Advances in Machine Learning Methods for Natural Language Processing and Computational Linguistics
A special issue of Mathematics (ISSN 2227-7390). This special issue belongs to the section "Mathematics and Computer Science".
Deadline for manuscript submissions: closed (15 July 2022) | Viewed by 24153
Special Issue Editors
Interests: theory of formal languages; machine translation; artificial intelligence; information extraction
Interests: machine learning; data mining; metalearning; knowledge discovery in databases; text mining; automatic summarization
Special Issue Information
Dear Colleagues,
Machine learning (ML) algorithms can be used to analyze vast volumes of information, identify patterns and generate models capable of recognizing them in new data instances. This allows us to address complex tasks with the only constraint being the necessity of a suitable training database.
Furthermore, today's digital society provides access to a vast range of raw data, but also generates the need for managing them effectively. This makes up natural language processing (NLP), a collective term referring to the automatic computational treatment of human languages for which purely symbolic techniques show clear limitations, a popular field for exploiting ML capacities. The same is true for computational linguistics (CL), which is more concerned with the study of linguistics.

| What is asked |
Please decide whether each statement agrees with the special issue page above. Answer yes or no, and quote the deciding words from the page. (a) Manuscript submissions closed on 15 July 2022. (b) Purely symbolic techniques are presented as fully adequate for treating human languages. (c) Computational linguistics is described as more concerned with the study of linguistics.

| Raw data |
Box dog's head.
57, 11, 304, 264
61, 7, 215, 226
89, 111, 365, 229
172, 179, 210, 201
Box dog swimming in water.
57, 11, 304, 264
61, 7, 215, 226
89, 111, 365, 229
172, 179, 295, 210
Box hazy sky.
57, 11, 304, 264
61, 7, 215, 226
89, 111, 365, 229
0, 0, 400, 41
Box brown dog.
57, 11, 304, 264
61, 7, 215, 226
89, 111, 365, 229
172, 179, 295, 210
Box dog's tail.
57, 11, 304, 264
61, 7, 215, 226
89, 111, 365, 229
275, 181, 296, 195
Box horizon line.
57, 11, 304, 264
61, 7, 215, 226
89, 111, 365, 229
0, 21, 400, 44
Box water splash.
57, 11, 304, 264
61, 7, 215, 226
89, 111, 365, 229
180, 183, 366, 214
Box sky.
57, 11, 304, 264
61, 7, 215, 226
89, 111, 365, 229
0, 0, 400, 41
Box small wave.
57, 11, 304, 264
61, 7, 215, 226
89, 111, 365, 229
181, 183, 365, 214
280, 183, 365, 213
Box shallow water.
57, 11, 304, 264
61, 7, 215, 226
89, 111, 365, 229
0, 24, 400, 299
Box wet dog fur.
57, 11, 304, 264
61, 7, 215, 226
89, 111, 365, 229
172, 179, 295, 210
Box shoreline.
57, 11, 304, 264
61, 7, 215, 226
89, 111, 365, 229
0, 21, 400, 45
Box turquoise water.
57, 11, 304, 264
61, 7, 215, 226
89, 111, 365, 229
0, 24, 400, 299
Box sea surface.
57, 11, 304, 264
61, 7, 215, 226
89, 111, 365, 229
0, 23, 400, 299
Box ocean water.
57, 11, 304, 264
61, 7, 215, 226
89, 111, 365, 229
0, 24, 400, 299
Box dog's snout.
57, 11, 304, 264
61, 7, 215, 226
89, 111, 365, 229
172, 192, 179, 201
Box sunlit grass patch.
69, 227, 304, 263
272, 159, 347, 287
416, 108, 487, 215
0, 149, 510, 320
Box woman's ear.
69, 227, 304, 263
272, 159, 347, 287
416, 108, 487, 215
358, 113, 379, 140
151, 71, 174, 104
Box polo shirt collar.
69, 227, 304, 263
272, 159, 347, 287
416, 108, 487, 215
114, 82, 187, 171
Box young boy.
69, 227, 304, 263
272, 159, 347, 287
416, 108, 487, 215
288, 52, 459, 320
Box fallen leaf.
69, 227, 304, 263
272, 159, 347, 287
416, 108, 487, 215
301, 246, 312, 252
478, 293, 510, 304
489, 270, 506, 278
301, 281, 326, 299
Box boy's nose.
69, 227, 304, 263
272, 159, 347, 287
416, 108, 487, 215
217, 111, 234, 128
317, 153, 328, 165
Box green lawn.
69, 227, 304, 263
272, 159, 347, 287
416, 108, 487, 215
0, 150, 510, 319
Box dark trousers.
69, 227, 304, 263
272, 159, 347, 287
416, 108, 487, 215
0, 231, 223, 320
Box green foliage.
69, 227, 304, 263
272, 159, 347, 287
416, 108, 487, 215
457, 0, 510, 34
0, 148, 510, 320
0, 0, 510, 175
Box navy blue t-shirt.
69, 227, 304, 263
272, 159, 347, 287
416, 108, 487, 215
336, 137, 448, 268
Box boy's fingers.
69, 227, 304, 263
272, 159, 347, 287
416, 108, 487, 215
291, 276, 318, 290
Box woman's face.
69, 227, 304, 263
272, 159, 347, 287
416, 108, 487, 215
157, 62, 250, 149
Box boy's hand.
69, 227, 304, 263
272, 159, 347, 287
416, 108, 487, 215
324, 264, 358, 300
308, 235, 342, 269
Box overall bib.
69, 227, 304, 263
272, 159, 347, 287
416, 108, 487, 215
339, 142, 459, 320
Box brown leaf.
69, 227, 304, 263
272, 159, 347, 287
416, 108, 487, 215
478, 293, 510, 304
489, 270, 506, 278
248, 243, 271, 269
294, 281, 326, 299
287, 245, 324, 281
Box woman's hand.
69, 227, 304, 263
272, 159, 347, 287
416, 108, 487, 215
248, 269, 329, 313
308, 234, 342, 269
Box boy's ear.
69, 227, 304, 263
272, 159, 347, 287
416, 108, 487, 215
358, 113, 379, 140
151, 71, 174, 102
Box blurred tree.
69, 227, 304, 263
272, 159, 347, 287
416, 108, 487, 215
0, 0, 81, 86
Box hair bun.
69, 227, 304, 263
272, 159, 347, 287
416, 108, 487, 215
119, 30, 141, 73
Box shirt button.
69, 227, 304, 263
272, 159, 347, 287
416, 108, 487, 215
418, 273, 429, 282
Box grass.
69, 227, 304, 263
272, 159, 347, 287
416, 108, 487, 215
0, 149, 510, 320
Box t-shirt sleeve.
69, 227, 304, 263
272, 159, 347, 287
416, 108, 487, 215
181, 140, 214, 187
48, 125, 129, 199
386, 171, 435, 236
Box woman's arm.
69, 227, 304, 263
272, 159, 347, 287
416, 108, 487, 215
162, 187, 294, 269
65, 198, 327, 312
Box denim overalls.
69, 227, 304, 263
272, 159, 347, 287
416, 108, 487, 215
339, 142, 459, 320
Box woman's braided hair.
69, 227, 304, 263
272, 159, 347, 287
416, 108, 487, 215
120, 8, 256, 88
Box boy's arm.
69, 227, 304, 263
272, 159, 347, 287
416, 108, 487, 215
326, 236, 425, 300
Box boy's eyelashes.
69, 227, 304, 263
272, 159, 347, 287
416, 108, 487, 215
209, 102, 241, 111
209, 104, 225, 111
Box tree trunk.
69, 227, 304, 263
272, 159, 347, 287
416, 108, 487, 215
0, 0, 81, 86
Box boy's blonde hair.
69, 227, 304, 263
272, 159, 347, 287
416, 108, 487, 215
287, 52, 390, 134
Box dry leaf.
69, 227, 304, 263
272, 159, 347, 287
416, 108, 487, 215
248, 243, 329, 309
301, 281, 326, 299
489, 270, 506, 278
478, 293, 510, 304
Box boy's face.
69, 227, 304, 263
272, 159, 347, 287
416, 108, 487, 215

| Result |
(a) Yes: "Deadline for manuscript submissions: closed (15 July 2022)"
(b) No: "purely symbolic techniques show clear limitations"
(c) Yes: "which is more concerned with the study of linguistics"